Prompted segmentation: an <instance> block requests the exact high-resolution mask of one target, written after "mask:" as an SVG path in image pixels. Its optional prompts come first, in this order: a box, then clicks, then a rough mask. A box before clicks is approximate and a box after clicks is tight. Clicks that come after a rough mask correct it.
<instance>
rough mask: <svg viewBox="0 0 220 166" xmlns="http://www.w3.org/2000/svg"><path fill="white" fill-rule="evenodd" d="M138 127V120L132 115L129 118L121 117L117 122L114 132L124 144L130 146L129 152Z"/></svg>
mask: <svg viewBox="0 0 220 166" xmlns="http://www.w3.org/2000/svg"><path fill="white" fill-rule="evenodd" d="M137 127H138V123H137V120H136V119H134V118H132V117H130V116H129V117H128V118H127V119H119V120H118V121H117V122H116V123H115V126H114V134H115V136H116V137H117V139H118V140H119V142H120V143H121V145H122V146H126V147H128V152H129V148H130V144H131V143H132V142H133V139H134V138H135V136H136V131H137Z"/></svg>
---
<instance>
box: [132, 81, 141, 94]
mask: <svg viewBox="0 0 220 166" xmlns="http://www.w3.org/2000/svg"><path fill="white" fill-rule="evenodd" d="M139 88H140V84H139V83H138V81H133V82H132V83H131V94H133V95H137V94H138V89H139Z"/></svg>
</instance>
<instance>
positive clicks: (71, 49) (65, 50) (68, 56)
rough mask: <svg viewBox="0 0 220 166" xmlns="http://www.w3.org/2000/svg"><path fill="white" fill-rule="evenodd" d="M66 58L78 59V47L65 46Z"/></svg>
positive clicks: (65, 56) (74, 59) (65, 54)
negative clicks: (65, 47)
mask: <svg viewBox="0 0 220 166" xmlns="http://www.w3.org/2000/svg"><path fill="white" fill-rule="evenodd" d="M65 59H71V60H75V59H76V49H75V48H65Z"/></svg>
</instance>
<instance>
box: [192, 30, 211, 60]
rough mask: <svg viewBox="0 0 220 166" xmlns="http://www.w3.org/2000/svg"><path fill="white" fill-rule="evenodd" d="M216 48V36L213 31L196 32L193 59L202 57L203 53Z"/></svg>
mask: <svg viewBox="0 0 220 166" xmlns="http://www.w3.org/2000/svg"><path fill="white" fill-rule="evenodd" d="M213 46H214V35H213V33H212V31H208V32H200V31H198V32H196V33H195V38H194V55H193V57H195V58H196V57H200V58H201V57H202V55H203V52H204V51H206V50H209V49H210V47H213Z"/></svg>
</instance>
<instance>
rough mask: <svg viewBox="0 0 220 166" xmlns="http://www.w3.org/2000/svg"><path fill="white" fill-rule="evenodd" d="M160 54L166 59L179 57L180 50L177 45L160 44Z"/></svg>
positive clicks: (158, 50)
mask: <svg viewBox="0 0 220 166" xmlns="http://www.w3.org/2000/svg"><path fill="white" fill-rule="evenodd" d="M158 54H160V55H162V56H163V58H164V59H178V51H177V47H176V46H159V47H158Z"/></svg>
---
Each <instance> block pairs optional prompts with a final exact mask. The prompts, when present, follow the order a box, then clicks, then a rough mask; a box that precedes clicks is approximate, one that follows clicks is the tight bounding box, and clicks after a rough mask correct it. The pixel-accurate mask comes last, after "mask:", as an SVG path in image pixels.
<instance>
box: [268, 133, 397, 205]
---
» WHAT THE EXERCISE ASKS:
Update the lines from the one containing "Prompted segmentation: an" through the one containing "127V120L132 115L129 118L121" by putting "full-resolution" wherever "high-resolution" appears, with every other part left unchanged.

» ANSWER TO THIS EXERCISE:
Prompted segmentation: an <instance> block requests the exact full-resolution mask of one target, written after "mask:" as an SVG path in image pixels. Its optional prompts come first, in this order: a box, then clicks, then a rough mask. A box before clicks is approximate and a box after clicks is tight. Clicks that come after a rough mask correct it.
<instance>
rough mask: <svg viewBox="0 0 220 166" xmlns="http://www.w3.org/2000/svg"><path fill="white" fill-rule="evenodd" d="M138 127V120L132 115L129 118L121 117L117 122L114 132L124 144L130 146L129 152Z"/></svg>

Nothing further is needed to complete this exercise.